**Your instructions**
Write the next part of the interview about the water globe app, picking up right after its last line.

[[ Text block, beginning ]]

Marie Maltais (08:19): Okay. So when you launch the app, you see a globe, it comes out of a jet of water, which is quite fascinating with sound effects and music, and you get a globe that spins, and the globe eventually slows down and you can actually make it a bit larger, and there's little markers all over the globe that are trouble spots in the world where water is an issue. So you click on one of these markers and it takes you to a photograph, an image, and a card with some text, and then there's a link, if you want to explore more, you can explore more through other sources. So that's the basis of it, that's the standard version. There's an augmented reality version where you point your phone at the floor, and actually this waterfall, this water jet and globe come into your living room and you can manage it that way through touching it in this augmented reality sense. So the one version is on your phone, the other one is actually in the space that you're occupying.
Pam Ferris-Olson (09:33): So do you know of plans to use the data from the app for artistic or scientific projects?
Marie Maltais (09:40): I'm not sure yet. I don't know if there's any plans out there of people, I'm not planning to do anything more beyond what we've done with this in terms of developing an art project from this, but I'm hoping there are people who do.
Pam Ferris-Olson (09:59): Okay. So, how do you view the app? Is it a form of art?
Marie Maltais (10:04): It's a hybrid, I would say. We invited Colonel Chris Hadfield to the art center in 2015, and he gave a great presentation, in it he said, "science is how we understand things, engineering is how we make things work, but when we want to communicate, we use art." And I think that is the underpinning of this. I wouldn't call it an art project per se, I think it's a hybrid of all these different things.
Pam Ferris-Olson (10:42): So what new ways do you see for artists to engage with audiences?
Marie Maltais (10:48): Oh, I think technology has opened up a huge platform for exploration, I don't think we've even scratched the surface yet of how technology, how sound, how visuals, how all these things can be manipulated, there's a lot of artists working right now with various technologies, with video, with all kinds of different approaches, as well as traditional art making media.

[[ Text block, end ]]
[[ Supplied information, beginning ]]

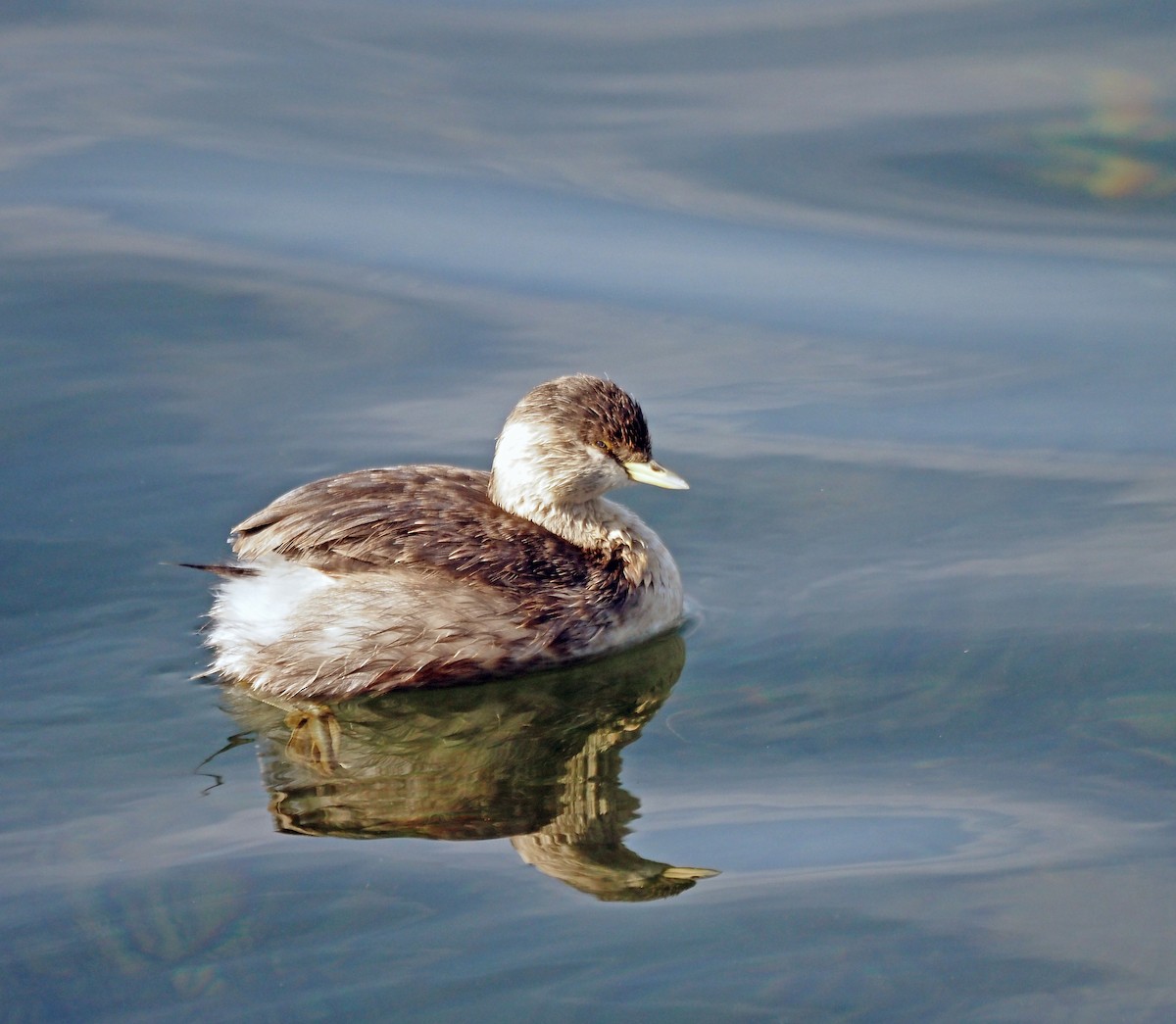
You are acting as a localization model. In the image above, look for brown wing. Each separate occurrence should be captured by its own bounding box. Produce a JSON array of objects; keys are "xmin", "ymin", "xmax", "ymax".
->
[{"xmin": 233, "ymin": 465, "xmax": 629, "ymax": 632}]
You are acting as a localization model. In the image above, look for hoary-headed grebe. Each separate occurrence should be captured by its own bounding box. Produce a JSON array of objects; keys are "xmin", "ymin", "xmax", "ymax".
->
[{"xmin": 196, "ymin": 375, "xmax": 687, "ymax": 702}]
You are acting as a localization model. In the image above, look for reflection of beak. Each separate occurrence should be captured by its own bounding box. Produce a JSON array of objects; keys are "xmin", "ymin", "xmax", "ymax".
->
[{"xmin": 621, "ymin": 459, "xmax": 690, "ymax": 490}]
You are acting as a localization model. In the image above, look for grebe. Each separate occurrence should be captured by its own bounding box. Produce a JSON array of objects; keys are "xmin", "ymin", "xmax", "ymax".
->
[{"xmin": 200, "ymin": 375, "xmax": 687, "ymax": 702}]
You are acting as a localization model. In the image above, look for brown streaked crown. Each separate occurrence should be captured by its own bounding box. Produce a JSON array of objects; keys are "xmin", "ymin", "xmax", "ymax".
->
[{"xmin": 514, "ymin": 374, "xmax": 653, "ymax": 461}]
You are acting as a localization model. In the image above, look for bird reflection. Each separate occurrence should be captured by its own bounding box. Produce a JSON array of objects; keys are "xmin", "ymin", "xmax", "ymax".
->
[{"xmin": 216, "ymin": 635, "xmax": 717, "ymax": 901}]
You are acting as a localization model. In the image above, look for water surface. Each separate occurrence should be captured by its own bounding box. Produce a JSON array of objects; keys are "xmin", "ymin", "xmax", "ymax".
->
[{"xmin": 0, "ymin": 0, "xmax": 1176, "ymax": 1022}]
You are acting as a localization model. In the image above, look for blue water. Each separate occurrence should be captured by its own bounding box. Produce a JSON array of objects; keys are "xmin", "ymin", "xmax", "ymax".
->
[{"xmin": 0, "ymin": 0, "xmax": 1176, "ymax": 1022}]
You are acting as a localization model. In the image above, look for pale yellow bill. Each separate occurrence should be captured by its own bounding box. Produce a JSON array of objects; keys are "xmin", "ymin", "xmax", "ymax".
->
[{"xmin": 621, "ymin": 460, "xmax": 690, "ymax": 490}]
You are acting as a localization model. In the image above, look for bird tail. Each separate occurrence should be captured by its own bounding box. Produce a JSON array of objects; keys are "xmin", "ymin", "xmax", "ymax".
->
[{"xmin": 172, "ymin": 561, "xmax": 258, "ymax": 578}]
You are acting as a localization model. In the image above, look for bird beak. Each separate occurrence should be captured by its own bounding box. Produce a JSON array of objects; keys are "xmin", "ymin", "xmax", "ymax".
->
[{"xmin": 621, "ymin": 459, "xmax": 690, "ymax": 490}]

[[ Supplied information, end ]]

**Exercise answer**
Pam Ferris-Olson (11:18): Right. So, do you think that this technology makes it increasingly possible for the audiences to be interactively engaged with art, that they will be less interested in engaging in art that isn't presented in a technological way?
Marie Maltais (11:34): I don't think so. I think as humans, we respond on a visceral level to art. It's essential experience, whether you see a painting or a sculpture, or whether you see a virtual reality environment, I think the technological platforms help, it makes it easy, it's on our phone, we have these phones with us all the time. So I think that makes it somewhat accessible, you don't have to go to an art gallery, but I think with social media and our online world, especially after COVID, I think, we are more attuned to using technology to further our communication, to further our creative processes.
Pam Ferris-Olson (12:25): Okay. So, what challenges do you think that artists face in engaging audiences in the conversation about the environment?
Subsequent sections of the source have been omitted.